◆ **EXCERPT PROVIDED**:
-----
Yakult Pays 4SC €6M Up Front for Japanese Rights to Phase II Anticancer Drug
Alliance includes €127 million in milestones for HDAC inhibitor resminostat.!--h2>
Yakult Honsha is paying 4SC €6 million (about $8.5 million) up front and potentially another €127 million (roughly $183 million) in development and regulatory milestones for an exclusive license to develop and commercialize resminostat (4SC-201) in Japan. 4SC is currently taking the oral pan-histone deacetylase (HDAC) inhibitor through Phase II trials against hepatocellular carcinoma, Hodgkin lymphoma, and colorectal cancer in Kras-mutant patients. Yakult will focus on development of resminostat for the hepatocellular carcinoma and colorectal cancer, but retains rights to the drug for other oncology indications in Japan.
The firm will be responsible for all development and clinical activities in its licensed territory. 4SC will receive double-digit royalties on future sales, including costs of the API, which 4SC will supply to Yakult.
“As Yakult Honsha is the market leader in the gastrointestinal oncology field in Japan, we have found the most suitable partner for our core indications: hepatocellular carcinoma and colorectal cancer,” notes Ulrich Dauer, 4SC’s CEO.
Resminostat is designed to modify the DNA structure of tumor cells and trigger their differentiation and apoptosis, 4SC explains. Interim data from the ongoing Phase II Shelter hepatocellular carcinoma study showed that 9 of the first 13 enrolled patients showed disease stabilization after six weeks of treatment. Six of these patients continued to display disease stabilization after 12 weeks of therapy. Shelter is evaluating resminostat either alone or in combination with sorafenib (Nexavar®), as second-line therapy for advanced hepatocellular cancer. Additional ongoing studies include the Phase I/II Shore study evaluating resminostat as second-line treatment of colorectal cancer in Kras-mutant patients, and the Saphire study evaluating the drug as third-line treatment of Hodgkin lymphoma in patients who are refractory or relapse after chemotherapy.
-----
◆ **WORK TASK**: Continue the article on the Yakult–4SC licensing deal for resminostat, starting after its last sentence.
-----
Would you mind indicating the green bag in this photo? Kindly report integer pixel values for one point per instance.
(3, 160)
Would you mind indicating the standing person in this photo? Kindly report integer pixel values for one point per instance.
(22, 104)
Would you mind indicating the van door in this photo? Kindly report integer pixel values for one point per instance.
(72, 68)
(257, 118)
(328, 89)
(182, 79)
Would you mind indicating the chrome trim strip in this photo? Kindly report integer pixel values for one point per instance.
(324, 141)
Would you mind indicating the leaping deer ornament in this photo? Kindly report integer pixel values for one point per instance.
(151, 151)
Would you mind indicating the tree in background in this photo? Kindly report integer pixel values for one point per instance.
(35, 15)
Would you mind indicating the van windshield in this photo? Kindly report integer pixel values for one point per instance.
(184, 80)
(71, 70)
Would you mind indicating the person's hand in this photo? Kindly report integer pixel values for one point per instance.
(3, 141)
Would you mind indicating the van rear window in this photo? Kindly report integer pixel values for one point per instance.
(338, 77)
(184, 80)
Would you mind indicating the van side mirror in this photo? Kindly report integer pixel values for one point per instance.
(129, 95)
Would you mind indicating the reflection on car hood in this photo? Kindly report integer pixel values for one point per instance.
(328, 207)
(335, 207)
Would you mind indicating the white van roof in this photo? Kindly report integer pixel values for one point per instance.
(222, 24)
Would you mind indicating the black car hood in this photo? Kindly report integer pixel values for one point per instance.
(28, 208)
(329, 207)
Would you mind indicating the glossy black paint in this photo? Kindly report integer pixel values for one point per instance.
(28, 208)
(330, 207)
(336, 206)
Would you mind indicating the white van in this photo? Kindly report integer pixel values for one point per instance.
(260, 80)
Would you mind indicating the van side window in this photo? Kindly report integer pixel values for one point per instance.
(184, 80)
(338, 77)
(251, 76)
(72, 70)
-----
◆ **EXERCISE RESPONSE**:
4SC’s lead clinical candidate is vidofludimus, an orally administered small molecule disease modifying antirheumatic candidate in development for autoimmune diseases including rheumatoid arthritis and inflammatory bowel disease. 4SC claims the drug has a dual mechanism of action that inhibits both IL-17 and the dihydroorotate dehydrogenase enzyme.
Vidofludimus is currently being evaluated in a Phase IIb study in combination with methotrexate against rheumatoid arthritis, and an exploratory Phase IIa study in inflammatory bowel disease. The therapeutic efficacy of vidofludimus is based on a dual mechanism of action that inhibits the cytokine interluken-17 (IL-17) and the dihydroorotate dehydrogenase enzyme (DHODH).
Just yesterday 4SC announced treating the first patient in a Phase I study with the selective histone deacetylase (HDAC) inhibitor 4SC-202, in patients with advanced hematological indications, including acute myeloid leukemia, acute lymphocytic leukemia, chronic lymphocytic leukemia, multiple myeloma, myelodysplastic syndrome, and lymphomas.